**Brief:**
Go through the material below and copy out every line that contains the word "wooden", leaving each line unchanged.

<<<<

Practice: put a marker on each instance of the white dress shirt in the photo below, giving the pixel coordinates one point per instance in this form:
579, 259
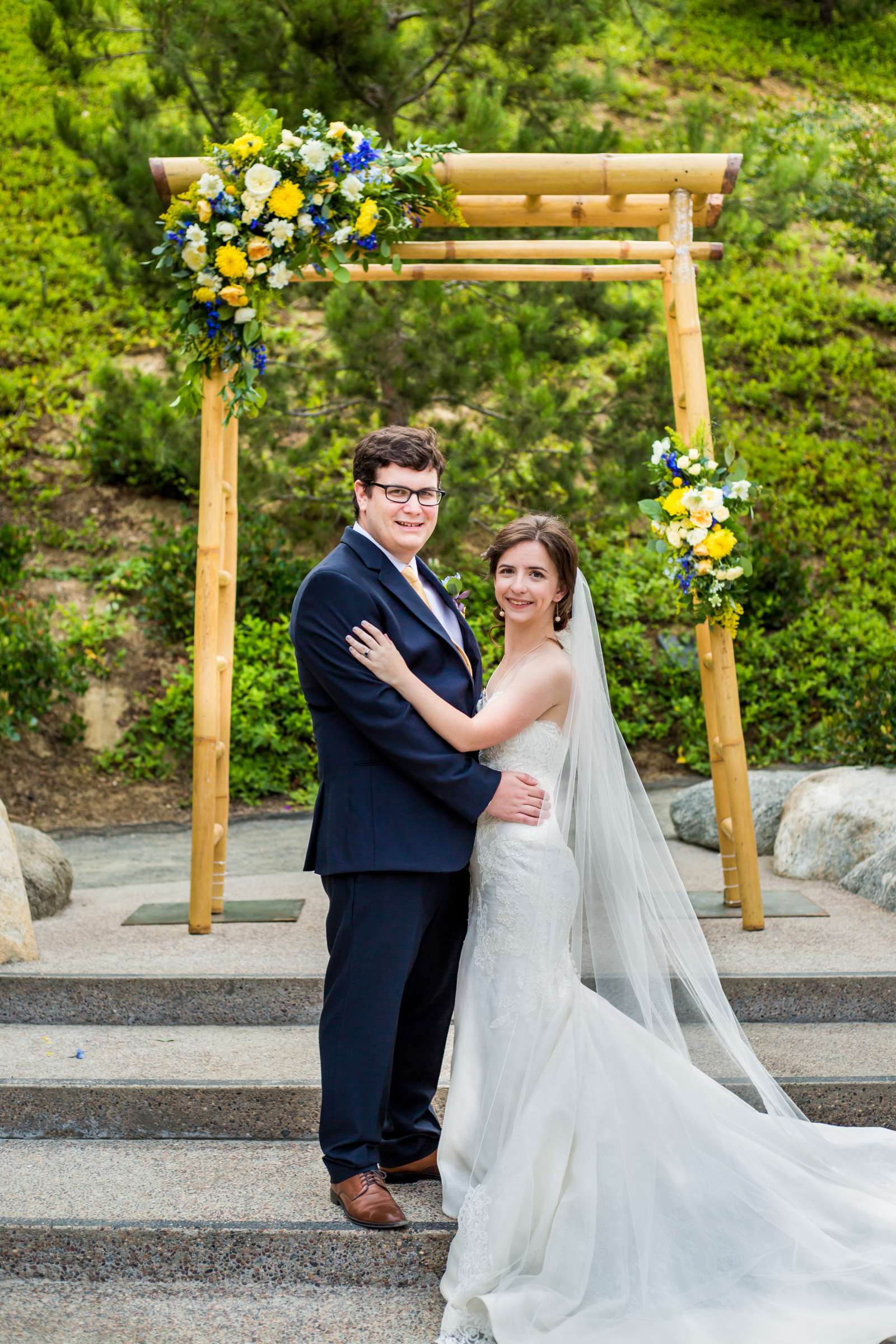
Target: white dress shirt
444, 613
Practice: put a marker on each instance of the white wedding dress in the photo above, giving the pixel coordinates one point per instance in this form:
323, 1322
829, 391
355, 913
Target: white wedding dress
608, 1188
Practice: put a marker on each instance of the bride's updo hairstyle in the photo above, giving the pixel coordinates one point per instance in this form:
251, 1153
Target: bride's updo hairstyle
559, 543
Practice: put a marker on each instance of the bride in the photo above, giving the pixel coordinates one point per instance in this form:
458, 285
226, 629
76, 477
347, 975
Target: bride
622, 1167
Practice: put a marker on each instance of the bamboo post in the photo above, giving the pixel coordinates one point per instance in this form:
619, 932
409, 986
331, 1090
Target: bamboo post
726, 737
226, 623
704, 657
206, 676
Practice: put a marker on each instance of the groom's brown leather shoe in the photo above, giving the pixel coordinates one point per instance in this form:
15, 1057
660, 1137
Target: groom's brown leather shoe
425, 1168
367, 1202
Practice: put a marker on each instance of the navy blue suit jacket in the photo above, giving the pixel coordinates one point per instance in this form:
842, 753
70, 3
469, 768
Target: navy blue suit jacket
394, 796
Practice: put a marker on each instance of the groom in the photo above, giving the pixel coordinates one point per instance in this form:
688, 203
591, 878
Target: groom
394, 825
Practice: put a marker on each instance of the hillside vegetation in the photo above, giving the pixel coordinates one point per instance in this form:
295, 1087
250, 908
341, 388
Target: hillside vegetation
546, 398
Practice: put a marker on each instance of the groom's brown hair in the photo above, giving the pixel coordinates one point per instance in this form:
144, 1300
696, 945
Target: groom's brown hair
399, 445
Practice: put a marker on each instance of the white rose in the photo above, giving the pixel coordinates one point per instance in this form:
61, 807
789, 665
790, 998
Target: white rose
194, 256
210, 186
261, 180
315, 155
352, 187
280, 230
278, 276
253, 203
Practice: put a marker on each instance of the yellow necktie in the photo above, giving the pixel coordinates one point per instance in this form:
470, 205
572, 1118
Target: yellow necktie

>>>>
<<<<

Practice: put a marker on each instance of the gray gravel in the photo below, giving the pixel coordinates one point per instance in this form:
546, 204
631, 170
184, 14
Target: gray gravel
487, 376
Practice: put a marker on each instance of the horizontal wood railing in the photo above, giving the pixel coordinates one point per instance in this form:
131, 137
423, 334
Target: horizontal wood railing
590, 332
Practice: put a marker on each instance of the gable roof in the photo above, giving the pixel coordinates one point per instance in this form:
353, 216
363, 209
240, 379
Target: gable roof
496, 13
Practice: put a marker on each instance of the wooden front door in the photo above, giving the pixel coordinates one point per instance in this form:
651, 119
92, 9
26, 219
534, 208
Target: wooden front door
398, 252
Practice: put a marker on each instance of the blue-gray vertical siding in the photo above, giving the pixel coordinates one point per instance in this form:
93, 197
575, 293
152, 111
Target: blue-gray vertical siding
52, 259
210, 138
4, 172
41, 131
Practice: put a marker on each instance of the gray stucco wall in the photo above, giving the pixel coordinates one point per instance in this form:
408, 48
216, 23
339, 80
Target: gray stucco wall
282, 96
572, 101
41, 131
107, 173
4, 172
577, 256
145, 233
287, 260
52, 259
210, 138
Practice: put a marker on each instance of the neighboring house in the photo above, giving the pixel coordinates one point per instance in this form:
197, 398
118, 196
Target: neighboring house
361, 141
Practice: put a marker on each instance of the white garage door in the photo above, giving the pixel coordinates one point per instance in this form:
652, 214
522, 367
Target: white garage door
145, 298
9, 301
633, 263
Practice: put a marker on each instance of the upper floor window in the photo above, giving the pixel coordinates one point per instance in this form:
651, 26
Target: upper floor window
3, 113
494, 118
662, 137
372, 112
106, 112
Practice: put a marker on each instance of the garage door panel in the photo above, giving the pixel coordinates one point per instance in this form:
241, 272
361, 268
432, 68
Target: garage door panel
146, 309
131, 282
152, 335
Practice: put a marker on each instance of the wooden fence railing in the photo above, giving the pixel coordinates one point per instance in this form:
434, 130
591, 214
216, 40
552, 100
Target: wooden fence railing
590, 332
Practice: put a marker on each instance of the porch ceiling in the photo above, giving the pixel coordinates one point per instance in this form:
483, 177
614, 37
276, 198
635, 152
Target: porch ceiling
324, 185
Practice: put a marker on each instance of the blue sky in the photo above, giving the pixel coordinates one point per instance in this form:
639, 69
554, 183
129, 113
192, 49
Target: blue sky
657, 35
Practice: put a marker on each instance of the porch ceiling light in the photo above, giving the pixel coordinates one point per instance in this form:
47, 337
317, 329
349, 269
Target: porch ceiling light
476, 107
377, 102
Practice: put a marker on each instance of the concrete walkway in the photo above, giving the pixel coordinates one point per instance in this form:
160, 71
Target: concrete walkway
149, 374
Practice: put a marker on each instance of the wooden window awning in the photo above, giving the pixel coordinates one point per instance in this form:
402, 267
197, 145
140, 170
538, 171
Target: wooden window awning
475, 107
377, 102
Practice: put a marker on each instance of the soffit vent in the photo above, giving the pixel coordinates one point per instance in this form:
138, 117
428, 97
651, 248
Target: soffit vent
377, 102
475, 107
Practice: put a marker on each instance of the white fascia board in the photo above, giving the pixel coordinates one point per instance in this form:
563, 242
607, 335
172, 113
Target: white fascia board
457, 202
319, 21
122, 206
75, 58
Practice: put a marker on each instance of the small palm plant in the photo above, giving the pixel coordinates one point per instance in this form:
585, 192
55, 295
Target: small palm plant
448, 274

>>>>

**Final result:**
Practice: put a marker on each instance of the wooden front door in the photo above, giving the pixel coordinates one point per instance in this form:
Target: wooden front door
Practice: put a marker on each instance of the wooden fence railing in the photo above, giving the pixel coordinates one point per instance in this form:
Target: wooden fence railing
Practice: put a marker on each instance of the wooden window awning in the photo above, giving the pixel coordinates one point per instance in this form:
Target: wooden window awning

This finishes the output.